WHAT YOU ARE ASKED TO DO: For the entries below, the result should be an exact transcription of the lines from the one with "Query: gray backdrop" up to and including the one with "[(94, 201)]", and only those.

====== DATA

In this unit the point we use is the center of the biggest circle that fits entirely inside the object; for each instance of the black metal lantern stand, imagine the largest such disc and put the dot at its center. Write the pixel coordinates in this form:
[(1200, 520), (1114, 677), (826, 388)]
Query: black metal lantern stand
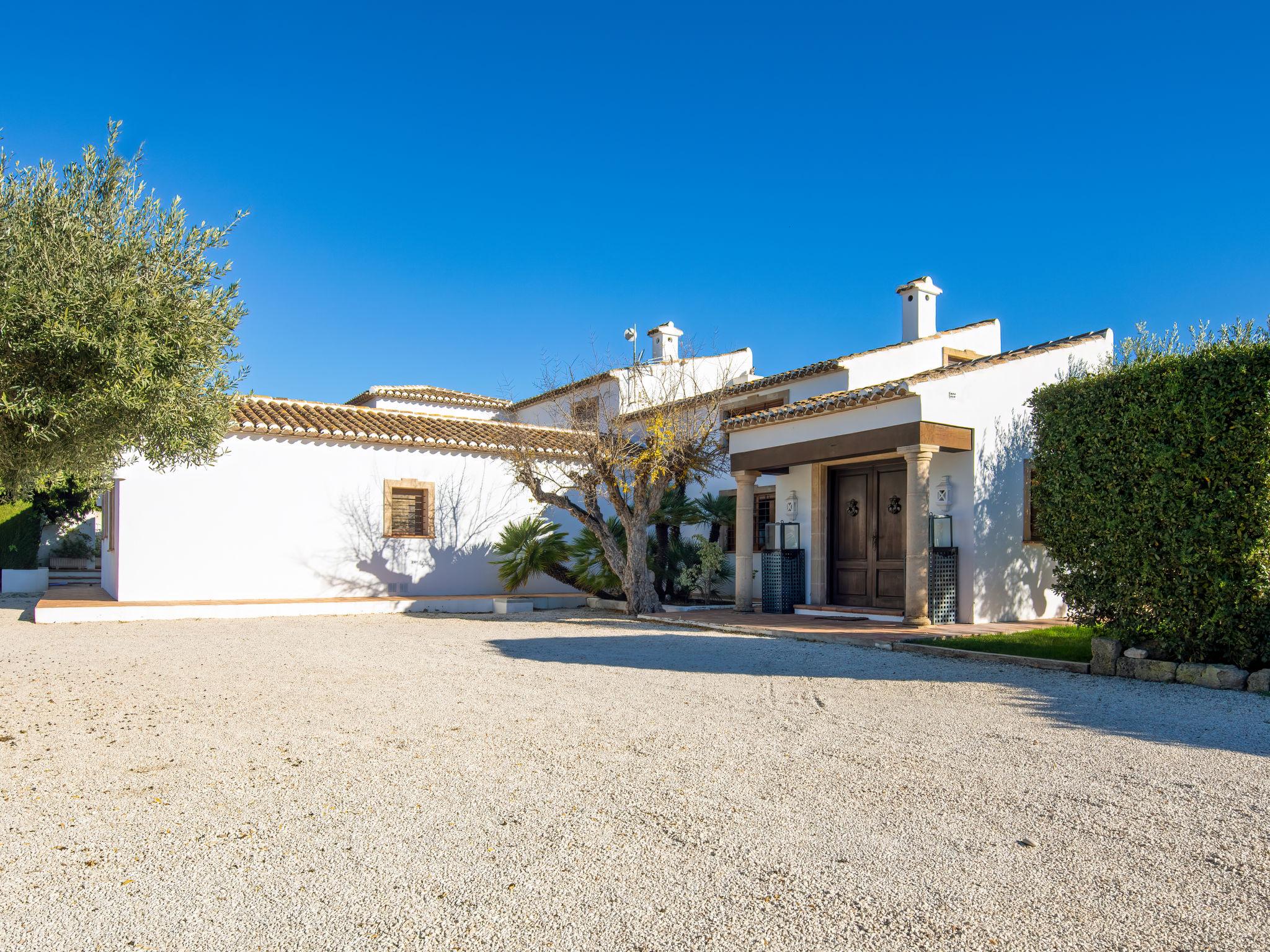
[(784, 569), (941, 576)]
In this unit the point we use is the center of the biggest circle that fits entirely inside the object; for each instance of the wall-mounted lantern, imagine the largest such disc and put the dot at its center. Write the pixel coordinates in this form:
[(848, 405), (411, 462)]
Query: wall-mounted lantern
[(941, 531), (944, 494), (783, 537)]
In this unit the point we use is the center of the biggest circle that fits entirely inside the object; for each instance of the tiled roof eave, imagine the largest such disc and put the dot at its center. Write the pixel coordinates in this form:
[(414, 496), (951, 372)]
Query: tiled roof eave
[(831, 403), (853, 399), (342, 423), (431, 395)]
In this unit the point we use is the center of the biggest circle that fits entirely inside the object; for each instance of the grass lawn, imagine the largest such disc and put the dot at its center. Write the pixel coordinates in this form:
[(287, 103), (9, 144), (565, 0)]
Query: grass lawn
[(1065, 643)]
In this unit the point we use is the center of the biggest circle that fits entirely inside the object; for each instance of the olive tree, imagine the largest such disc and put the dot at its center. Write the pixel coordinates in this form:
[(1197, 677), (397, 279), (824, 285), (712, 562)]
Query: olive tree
[(117, 333)]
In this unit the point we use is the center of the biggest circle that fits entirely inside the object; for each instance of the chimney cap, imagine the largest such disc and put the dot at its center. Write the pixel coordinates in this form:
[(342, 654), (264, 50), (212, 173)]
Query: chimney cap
[(668, 329), (923, 283)]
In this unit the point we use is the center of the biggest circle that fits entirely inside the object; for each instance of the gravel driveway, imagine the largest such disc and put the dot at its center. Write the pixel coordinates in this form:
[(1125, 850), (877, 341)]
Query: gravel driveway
[(580, 782)]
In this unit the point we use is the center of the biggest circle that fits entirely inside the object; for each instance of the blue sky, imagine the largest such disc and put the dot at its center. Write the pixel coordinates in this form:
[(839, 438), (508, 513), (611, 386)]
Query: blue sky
[(453, 195)]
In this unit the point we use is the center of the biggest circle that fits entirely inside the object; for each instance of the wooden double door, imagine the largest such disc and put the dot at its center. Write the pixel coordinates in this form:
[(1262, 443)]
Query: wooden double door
[(866, 521)]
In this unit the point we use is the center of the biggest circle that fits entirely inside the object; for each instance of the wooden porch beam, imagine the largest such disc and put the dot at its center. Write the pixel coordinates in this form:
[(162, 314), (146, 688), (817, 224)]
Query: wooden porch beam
[(884, 439)]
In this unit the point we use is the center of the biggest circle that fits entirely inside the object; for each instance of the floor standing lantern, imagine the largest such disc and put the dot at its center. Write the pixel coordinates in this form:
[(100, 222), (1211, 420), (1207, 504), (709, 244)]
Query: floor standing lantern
[(784, 568), (941, 579)]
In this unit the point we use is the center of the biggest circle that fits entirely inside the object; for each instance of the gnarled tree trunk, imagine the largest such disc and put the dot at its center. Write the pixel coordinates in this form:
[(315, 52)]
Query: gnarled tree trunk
[(641, 596)]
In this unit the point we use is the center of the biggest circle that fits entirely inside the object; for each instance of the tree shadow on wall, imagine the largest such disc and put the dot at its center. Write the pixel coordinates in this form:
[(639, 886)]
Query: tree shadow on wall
[(1010, 575), (455, 562)]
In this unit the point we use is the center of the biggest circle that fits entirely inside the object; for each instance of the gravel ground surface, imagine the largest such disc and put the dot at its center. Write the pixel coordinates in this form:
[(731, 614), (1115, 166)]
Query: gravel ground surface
[(580, 782)]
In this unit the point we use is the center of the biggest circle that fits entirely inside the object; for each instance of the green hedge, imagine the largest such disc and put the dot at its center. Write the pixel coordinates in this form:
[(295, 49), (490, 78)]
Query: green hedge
[(1153, 499), (19, 536)]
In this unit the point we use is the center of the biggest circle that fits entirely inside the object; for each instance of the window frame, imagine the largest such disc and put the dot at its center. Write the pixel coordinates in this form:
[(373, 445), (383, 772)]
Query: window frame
[(729, 534), (1030, 534), (430, 508)]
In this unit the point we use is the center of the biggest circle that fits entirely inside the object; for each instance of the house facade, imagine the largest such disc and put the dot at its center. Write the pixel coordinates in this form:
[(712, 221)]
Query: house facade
[(864, 454), (404, 489)]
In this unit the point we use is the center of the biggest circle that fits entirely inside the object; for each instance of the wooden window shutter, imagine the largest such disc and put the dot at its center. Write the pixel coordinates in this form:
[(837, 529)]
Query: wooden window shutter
[(408, 508), (1030, 532)]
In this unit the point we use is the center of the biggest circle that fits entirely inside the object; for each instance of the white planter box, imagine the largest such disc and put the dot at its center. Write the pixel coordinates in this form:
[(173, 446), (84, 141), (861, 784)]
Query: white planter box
[(24, 580)]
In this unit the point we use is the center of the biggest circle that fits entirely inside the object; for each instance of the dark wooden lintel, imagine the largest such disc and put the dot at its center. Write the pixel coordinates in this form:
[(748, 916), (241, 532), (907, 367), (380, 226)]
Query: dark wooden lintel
[(884, 439)]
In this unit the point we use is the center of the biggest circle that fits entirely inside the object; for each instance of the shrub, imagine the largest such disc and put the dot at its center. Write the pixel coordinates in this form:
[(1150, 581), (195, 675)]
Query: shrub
[(19, 536), (73, 545), (1153, 495), (706, 570)]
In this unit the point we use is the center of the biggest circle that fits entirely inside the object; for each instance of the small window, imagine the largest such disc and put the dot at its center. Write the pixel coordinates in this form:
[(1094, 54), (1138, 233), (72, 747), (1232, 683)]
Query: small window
[(109, 518), (1030, 479), (585, 413), (408, 509), (953, 356), (765, 512)]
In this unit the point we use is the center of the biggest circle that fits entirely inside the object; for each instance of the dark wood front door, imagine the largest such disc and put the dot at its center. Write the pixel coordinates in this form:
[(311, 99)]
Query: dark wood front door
[(866, 562)]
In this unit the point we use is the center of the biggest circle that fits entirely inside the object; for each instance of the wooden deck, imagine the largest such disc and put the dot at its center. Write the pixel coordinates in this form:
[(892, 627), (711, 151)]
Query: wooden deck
[(849, 631)]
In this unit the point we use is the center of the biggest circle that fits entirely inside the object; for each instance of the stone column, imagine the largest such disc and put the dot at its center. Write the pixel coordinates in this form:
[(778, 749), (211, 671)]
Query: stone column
[(746, 539), (819, 535), (917, 547)]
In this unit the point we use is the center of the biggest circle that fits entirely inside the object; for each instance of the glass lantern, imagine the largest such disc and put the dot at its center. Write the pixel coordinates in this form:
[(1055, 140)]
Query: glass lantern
[(941, 531), (783, 537)]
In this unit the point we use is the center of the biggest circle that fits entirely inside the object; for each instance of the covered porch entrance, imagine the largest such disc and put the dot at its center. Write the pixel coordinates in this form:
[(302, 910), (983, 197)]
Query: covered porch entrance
[(868, 531)]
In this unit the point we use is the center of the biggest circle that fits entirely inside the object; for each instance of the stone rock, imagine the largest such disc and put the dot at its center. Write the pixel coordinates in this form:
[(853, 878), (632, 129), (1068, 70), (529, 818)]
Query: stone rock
[(1106, 653), (1222, 677), (1146, 669)]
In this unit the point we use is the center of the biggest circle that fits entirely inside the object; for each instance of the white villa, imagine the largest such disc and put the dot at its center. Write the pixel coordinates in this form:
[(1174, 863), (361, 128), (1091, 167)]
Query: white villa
[(403, 490)]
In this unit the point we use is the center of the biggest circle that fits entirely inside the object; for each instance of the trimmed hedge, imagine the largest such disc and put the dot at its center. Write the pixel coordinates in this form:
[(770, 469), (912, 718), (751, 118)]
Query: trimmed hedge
[(1153, 499), (19, 536)]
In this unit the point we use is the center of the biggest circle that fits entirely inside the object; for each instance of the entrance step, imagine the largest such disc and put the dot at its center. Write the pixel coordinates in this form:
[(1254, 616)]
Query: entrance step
[(855, 610), (871, 614)]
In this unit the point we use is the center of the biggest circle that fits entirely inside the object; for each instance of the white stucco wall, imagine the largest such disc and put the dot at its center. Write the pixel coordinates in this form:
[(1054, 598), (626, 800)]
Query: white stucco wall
[(1010, 579), (277, 518), (889, 363), (1001, 578)]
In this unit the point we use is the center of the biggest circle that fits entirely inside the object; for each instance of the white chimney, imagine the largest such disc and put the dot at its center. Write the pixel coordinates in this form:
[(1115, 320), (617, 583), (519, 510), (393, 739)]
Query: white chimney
[(918, 301), (666, 342)]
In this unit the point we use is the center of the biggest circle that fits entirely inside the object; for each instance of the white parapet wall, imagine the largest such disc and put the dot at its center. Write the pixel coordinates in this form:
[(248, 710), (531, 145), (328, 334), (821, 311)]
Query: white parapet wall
[(48, 611)]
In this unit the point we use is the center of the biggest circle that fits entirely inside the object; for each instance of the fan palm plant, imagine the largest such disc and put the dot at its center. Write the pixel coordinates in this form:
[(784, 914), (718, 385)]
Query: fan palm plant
[(675, 511), (590, 570), (534, 546), (719, 512)]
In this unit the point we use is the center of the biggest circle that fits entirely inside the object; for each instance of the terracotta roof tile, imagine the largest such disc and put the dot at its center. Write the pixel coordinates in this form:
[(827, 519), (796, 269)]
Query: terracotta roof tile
[(892, 390), (835, 363), (358, 425), (596, 379), (429, 394)]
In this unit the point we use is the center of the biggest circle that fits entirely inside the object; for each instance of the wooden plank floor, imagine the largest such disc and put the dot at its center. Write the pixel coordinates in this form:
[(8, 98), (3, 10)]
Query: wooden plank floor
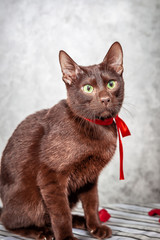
[(129, 222)]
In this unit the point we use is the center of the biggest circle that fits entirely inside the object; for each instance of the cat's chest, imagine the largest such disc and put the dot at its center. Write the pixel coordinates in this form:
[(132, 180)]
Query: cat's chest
[(91, 159)]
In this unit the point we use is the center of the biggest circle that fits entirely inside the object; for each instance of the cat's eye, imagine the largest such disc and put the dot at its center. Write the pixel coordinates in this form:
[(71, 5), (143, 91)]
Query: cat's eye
[(111, 84), (88, 88)]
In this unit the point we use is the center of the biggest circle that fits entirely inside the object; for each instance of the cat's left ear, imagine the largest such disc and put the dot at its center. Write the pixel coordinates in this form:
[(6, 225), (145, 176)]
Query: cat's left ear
[(114, 58), (69, 68)]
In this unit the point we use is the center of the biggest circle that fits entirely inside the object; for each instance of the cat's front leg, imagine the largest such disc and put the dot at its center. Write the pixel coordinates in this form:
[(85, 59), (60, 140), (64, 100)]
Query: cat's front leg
[(53, 188), (89, 198)]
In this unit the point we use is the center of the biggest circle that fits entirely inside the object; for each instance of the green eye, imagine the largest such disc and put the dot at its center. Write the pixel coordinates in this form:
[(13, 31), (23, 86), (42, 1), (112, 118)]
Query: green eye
[(88, 89), (111, 84)]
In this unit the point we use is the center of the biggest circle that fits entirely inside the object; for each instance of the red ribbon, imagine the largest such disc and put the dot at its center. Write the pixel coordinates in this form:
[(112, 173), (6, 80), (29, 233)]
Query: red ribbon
[(122, 129)]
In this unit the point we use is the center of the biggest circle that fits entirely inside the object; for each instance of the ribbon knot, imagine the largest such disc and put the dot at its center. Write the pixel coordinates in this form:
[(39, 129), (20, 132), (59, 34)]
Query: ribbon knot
[(122, 129)]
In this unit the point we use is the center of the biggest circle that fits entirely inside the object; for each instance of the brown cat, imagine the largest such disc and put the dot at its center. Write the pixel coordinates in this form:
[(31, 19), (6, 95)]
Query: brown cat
[(54, 157)]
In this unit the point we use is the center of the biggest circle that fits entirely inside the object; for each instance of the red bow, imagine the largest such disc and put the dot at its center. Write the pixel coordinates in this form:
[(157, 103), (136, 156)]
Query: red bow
[(122, 129)]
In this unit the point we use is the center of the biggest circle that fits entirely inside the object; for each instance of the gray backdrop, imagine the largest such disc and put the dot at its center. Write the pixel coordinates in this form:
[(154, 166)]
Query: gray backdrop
[(31, 34)]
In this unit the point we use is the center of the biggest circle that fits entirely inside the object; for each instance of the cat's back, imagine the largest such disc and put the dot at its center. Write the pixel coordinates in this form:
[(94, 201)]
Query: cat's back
[(24, 145)]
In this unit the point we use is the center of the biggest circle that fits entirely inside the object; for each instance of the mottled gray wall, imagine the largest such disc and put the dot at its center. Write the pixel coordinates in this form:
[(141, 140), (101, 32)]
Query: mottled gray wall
[(31, 35)]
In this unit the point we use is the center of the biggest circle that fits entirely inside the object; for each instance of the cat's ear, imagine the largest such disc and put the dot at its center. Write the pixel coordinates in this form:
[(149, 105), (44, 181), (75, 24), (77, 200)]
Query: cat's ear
[(114, 58), (69, 68)]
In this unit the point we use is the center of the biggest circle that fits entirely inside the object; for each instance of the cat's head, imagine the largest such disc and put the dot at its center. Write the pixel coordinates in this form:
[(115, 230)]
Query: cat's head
[(95, 91)]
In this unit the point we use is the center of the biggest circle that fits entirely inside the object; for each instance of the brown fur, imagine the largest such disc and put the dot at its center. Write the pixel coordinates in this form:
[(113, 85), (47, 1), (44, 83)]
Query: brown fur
[(54, 157)]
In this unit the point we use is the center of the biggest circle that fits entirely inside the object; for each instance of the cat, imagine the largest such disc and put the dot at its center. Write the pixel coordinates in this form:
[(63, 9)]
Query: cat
[(55, 156)]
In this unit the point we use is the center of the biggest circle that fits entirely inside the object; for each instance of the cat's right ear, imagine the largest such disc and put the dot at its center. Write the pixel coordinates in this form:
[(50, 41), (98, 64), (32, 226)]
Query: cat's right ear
[(69, 68)]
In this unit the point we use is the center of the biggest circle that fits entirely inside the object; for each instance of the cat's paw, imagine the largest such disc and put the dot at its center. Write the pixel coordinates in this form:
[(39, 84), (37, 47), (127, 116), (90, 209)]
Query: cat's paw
[(46, 235), (101, 232)]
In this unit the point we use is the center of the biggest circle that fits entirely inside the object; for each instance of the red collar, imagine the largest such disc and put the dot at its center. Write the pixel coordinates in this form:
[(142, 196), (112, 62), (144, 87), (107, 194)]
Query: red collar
[(122, 129)]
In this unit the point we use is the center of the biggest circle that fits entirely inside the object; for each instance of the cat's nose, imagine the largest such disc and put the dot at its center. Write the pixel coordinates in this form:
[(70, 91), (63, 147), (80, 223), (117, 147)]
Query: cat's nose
[(105, 100)]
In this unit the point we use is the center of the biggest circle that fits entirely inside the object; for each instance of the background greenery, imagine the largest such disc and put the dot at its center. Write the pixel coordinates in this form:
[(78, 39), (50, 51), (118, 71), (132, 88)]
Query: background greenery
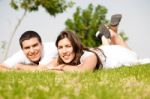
[(120, 83)]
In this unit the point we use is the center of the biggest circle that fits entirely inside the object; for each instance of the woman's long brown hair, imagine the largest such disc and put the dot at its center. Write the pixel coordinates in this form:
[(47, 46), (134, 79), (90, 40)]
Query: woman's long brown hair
[(77, 48)]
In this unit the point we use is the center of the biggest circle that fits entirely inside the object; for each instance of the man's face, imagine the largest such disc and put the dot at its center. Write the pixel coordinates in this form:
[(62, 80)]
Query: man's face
[(32, 48)]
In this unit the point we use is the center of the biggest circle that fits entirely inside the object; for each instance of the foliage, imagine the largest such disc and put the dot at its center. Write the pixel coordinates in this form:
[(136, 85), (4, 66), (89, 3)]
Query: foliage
[(124, 36), (86, 22), (120, 83), (53, 7)]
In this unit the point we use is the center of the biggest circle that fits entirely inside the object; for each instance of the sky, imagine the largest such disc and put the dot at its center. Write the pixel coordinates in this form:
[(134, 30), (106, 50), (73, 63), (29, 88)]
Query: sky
[(135, 23)]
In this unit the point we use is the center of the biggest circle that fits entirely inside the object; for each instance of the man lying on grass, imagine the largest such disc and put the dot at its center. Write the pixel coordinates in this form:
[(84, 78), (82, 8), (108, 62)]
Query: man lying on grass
[(32, 53)]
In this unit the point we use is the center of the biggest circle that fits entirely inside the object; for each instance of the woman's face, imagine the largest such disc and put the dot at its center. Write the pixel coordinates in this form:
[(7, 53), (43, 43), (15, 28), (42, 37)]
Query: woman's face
[(65, 50)]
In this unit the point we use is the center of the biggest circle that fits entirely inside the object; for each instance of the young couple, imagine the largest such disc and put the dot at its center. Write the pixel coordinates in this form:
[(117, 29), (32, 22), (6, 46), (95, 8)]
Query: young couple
[(69, 54)]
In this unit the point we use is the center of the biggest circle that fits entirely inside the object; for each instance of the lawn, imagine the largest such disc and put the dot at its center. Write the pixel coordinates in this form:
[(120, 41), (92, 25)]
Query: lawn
[(120, 83)]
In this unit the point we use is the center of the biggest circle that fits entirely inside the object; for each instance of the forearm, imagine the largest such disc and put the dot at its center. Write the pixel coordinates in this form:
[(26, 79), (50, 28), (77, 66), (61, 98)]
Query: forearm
[(3, 67), (30, 67)]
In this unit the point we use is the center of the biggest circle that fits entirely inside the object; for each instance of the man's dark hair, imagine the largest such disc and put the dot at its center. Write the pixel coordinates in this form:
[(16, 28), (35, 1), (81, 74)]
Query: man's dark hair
[(28, 35)]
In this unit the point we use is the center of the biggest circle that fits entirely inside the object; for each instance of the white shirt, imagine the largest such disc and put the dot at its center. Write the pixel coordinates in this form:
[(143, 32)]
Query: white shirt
[(49, 53)]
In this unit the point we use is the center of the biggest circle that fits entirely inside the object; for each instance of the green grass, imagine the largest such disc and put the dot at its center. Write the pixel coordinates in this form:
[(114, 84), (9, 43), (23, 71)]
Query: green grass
[(120, 83)]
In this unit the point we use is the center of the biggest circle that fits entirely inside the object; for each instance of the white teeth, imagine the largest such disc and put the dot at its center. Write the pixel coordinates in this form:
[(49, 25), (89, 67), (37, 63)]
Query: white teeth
[(66, 56)]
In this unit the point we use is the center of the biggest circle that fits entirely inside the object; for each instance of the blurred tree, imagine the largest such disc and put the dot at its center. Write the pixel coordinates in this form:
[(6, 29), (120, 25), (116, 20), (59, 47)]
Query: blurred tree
[(86, 22), (124, 36), (53, 7)]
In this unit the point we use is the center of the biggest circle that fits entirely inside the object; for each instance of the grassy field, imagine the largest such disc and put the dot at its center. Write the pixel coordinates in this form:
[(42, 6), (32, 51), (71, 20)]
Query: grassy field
[(120, 83)]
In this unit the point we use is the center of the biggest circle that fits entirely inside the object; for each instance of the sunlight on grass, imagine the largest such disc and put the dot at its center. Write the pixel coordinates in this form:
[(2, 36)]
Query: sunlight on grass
[(120, 83)]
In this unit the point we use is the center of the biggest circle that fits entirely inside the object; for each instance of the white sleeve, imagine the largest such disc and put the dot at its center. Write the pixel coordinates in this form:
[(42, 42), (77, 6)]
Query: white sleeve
[(49, 53), (17, 58)]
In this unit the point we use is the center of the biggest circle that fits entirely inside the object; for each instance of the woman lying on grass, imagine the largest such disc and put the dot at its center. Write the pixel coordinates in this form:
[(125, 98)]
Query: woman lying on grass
[(72, 56)]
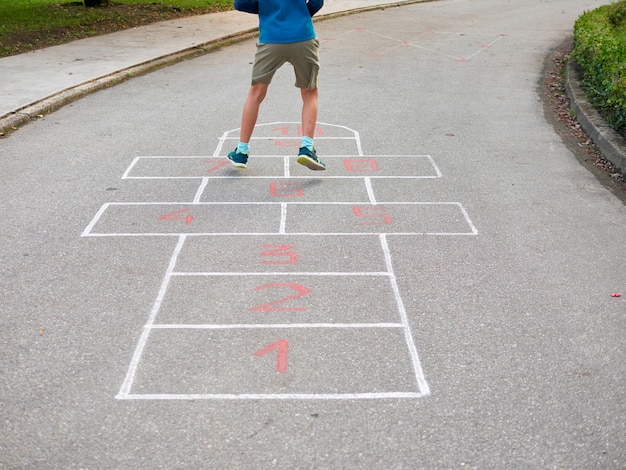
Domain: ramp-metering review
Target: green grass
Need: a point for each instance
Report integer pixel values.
(600, 51)
(30, 24)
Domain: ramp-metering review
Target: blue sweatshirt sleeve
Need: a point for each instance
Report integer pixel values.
(248, 6)
(314, 6)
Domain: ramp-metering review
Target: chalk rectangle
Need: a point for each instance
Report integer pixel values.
(316, 363)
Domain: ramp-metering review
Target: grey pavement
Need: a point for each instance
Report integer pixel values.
(42, 80)
(439, 297)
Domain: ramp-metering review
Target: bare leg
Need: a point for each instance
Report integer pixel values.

============

ANSWER SECTION:
Query: gray backdrop
[(31, 34)]
In this unit the point we use is the center of the biggest circle that fits entirely inside the object; for each instance of the cat's back, imagine the largest such disc and put the dot at its center. Write the pixel coordinates in this form:
[(94, 201)]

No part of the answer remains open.